§ What to produce
Reproduce the material below line for line, without changing a single character, and leave any pictures out of your copy.

§ Record excerpts
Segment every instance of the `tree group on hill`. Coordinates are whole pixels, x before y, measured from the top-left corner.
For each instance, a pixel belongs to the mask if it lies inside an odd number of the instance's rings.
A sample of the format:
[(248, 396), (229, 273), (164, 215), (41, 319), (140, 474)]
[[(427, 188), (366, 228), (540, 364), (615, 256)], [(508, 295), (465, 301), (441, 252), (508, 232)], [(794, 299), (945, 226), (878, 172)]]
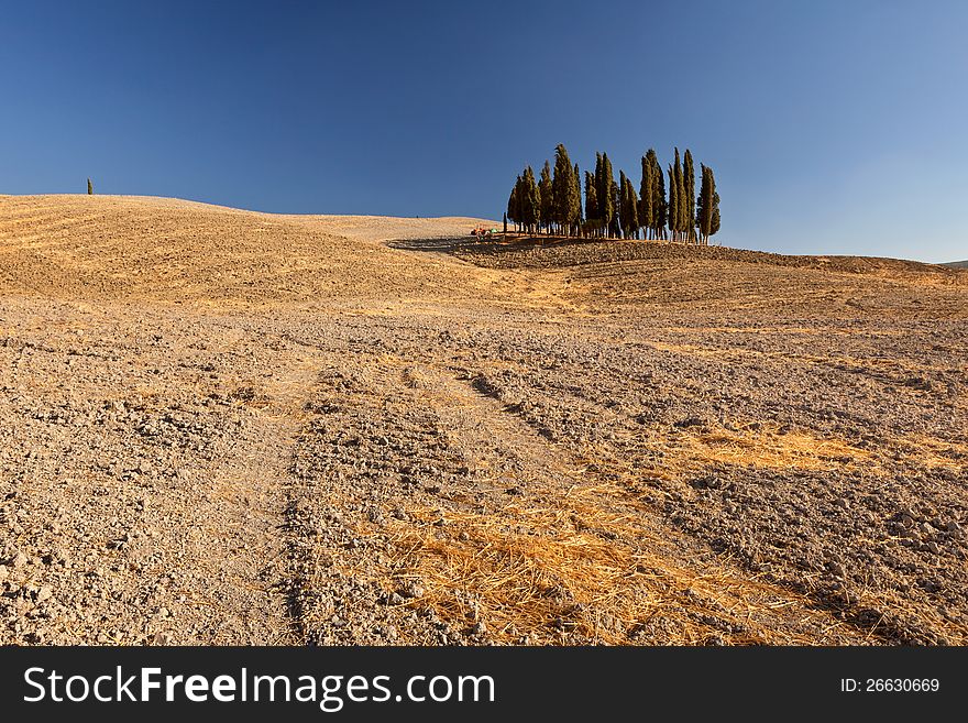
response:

§ Response
Segment every instance of the `tree group on hill`. Coordinates are whole pixels, x before y, measured from the top-left corner.
For each instance, a pixel belongs to the mask if it lies inside an odd number of the instance's rings.
A sample of the format:
[(248, 396), (229, 273), (164, 215), (41, 319), (140, 474)]
[[(427, 188), (366, 228), (540, 364), (615, 256)], [(508, 295), (465, 301), (441, 252), (508, 232)], [(794, 299), (945, 226), (878, 172)]]
response:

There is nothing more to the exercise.